What you are asked to do: Which lines run from the one containing "If you could mark the green" to the end of the material below? Retype exactly those, both ends included, and nothing else.

Records for this exercise:
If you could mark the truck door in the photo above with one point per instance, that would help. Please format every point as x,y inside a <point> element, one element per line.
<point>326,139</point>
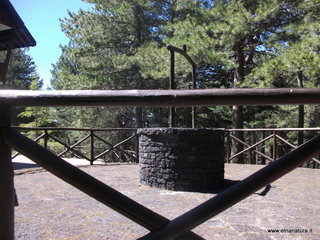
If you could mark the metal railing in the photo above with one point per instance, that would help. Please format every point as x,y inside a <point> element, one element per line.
<point>264,145</point>
<point>159,226</point>
<point>90,147</point>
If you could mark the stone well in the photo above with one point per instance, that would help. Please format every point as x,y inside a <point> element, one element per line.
<point>182,159</point>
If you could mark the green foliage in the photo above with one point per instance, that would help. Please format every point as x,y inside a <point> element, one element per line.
<point>37,116</point>
<point>122,45</point>
<point>21,70</point>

Written response:
If you could mark the green foliage in the photo above with one point per instance, that would help. Please format every point as x,y inside a <point> element, one element per line.
<point>37,116</point>
<point>122,45</point>
<point>21,70</point>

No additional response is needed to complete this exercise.